* _WHAT IS REQUIRED_
Reproduce the listing verbatim.

* _SUPPLIED DATA_
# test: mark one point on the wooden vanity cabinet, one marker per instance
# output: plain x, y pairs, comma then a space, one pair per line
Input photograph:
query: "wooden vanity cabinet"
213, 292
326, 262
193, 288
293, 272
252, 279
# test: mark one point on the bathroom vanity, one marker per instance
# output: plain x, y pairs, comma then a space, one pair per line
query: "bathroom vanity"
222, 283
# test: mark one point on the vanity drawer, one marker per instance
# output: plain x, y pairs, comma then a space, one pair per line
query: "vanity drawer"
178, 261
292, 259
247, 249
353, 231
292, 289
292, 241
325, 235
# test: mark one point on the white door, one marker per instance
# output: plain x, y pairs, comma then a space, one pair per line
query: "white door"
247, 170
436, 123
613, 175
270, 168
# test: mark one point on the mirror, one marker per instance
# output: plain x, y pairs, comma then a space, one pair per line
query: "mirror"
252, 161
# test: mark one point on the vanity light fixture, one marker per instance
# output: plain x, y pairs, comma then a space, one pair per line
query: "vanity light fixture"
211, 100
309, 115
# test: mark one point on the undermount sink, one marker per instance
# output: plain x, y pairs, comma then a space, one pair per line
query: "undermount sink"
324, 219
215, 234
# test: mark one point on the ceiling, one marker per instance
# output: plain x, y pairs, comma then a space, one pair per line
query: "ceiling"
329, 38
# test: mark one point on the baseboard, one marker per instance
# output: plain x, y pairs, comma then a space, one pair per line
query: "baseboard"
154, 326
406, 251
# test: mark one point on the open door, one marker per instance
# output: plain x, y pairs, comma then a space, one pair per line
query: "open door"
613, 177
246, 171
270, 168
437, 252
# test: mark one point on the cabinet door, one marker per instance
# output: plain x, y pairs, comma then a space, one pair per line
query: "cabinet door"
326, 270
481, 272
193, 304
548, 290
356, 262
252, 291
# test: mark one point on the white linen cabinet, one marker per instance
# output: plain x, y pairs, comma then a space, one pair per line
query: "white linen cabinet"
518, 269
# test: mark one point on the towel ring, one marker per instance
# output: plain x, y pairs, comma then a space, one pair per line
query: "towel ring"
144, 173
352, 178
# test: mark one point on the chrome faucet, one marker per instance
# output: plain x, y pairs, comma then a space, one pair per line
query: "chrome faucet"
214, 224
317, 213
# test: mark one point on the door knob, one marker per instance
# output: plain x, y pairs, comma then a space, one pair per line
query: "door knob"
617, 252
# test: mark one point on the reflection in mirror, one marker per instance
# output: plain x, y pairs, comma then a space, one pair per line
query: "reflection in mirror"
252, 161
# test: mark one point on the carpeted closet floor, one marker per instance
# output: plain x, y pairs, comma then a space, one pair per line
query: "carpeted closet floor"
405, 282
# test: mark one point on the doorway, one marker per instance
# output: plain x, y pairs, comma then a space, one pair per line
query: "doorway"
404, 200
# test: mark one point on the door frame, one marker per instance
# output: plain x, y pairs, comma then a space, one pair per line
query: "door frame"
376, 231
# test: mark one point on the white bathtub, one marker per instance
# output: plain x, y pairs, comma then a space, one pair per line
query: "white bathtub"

* _THE REPLY_
# test: mark one point on the wooden vanity cabinet, one marker per instance
# output: plain x, y pairs, comma then a space, one pair per line
Input photograph:
query: "wooden vanity cabinet"
213, 292
326, 262
193, 288
293, 272
252, 279
# test: mark one point on the bathroom vanity, one marker per instance
# output: plain x, y pairs, comma then a space, one pair per line
query: "bathroom vanity"
222, 283
# test: mark one point on the vanity drawer, one marker per instance
# output: plain x, y pairs, comma then a space, one pair per line
query: "vanity drawer"
178, 261
292, 259
247, 249
353, 231
292, 289
292, 241
325, 235
# test: mark one point on the white door, one marker per instance
# output: plain x, y pairs, comma then a space, one pair per line
query: "white door"
247, 170
436, 123
613, 175
270, 168
# test: mark one point on the mirror, one marker per instance
# output: plain x, y pairs, comma then a space, one pair per line
query: "mirror"
252, 161
# test: mark one point on the vanity light fixture, one marker per instance
# output: plain x, y pairs, comma then a space, one pair per line
query: "vanity light fixture"
211, 100
309, 115
# test: mark one point on the undermount sink, one marker per instance
# output: plain x, y pairs, comma then a space, one pair per line
query: "undermount sink"
324, 219
215, 234
# test: mark one point on the ceiling, one marker per instance
# output: plain x, y pairs, comma then a space, one pair per line
query: "ceiling"
329, 38
# test: mark one point on the baseboard, one marker per instance
# output: plain x, y pairs, comma then a space, one pair per line
query: "baseboard"
154, 326
406, 251
# test: mark one point on the open door, one marker per instance
# output: plain x, y pairs, comma then a space, one pair per line
query: "open door"
613, 177
246, 171
270, 168
437, 252
# test: mark one point on the cabinet door, one marker per instance
# output: plain x, y pairs, comma then a space, one pair per line
query: "cabinet door"
326, 270
481, 272
193, 304
548, 290
356, 262
252, 291
# test: mark one point on the white linen cabinet, one marker per instance
# output: plain x, y pairs, comma then a space, one pair per line
query: "white linen cabinet"
518, 269
# test: mark one point on the towel ring, one marker per instance
# output: plain x, y pairs, comma then a space, one pair per line
query: "towel ring"
144, 173
352, 178
# test: mark one point on the chrome faucet, one marker per instance
# output: plain x, y pairs, comma then a space, one pair per line
query: "chrome faucet"
214, 224
317, 213
# test: mark one point on the door knob, one marker per instance
# output: plain x, y pairs, comma then a space, one pair per line
query: "door knob"
617, 252
# test: mark one point on the reflection in mirror, one marker per instance
# output: plain x, y pairs, comma then a space, one pair per line
query: "reflection in mirror"
252, 161
# test: mark one point on the carpeted closet floor, one marker per instance
# output: plain x, y pairs, comma then a space, one pair per line
query: "carpeted closet floor"
405, 282
# test: mark one point on the doorway, one marker per instance
# output: plain x, y pairs, comma then a space, one pair per line
query: "doorway"
404, 200
# test: mark one point on the door frame, one marker per instance
# output: plain x, y pairs, comma then a space, one pair per line
query: "door frame"
376, 231
# test: mark one point on the white bathtub, one marker per instance
# output: plain x, y pairs, comma then a space, one pair per line
query: "white bathtub"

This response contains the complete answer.